* Begin ENTRIES PROVIDED *
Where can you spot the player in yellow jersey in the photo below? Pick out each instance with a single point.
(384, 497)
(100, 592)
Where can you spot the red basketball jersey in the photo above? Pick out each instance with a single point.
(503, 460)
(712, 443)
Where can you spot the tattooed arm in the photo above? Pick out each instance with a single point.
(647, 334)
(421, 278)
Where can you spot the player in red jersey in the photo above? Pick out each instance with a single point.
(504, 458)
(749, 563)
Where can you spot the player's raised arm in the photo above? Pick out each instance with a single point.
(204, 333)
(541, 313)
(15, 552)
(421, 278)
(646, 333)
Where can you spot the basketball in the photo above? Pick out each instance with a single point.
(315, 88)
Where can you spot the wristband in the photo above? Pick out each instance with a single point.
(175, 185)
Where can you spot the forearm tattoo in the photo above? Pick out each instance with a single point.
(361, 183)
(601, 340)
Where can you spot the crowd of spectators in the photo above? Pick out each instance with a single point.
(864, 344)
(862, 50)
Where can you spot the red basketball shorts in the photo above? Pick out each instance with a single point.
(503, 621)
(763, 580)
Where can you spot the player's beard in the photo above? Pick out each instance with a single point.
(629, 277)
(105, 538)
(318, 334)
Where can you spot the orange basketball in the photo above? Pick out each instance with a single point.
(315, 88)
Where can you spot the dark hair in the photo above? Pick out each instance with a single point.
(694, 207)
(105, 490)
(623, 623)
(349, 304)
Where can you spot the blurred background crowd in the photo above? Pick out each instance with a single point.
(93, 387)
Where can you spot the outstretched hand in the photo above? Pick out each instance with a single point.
* End ENTRIES PROVIDED *
Using the data above, reproduce every line exactly.

## ANSWER FOR THIS EXERCISE
Where can you spot the player in yellow jersey in the photo below? Pick out each instance with a single point.
(384, 497)
(100, 592)
Where can you spot the red basketball jersey in the photo above? Pick out each instance with a single point.
(503, 460)
(712, 443)
Where can you spot the tattooed arm in the photo above? Pick out each instance with a single point.
(647, 334)
(421, 278)
Where can you spot the player in red jersey in the photo above? Pick out each instance with a single point.
(504, 458)
(749, 563)
Where can you spot the player's raised arm in the photo above? Pick out each instance with a single point.
(204, 333)
(541, 313)
(15, 552)
(421, 278)
(646, 333)
Where can you spot the basketball in the photo above? Pick out each instance with a single point.
(315, 88)
Where can you spot the wristband in the photo above? Pick out each instance with a single point.
(175, 185)
Where can you spot the forearm tattoo in the photo above? Pick out each instance with a single point.
(361, 183)
(601, 340)
Where can you spot the crowd of spectators in the photo above? Pick out each instance with a single point.
(864, 344)
(862, 50)
Where can you spot the red basketball shorts in the photo above? Pick out each instance with a single point.
(503, 621)
(763, 580)
Where can you spot the player's beard in the photo above? Pick out each instance with a single point.
(629, 277)
(105, 538)
(318, 334)
Where can you spot the orange basketball in the photo above? Pick out each instance with a single point.
(315, 88)
Where can you spot the dark hair in the photo above? Pick out each instance with a single point.
(694, 207)
(105, 490)
(623, 623)
(349, 304)
Where can you spot the blurred background crowd in the photo above? Pick out each instance with a single point.
(93, 387)
Where can you spot the outstretched hand in the photo above? Pick out each instance with a single point.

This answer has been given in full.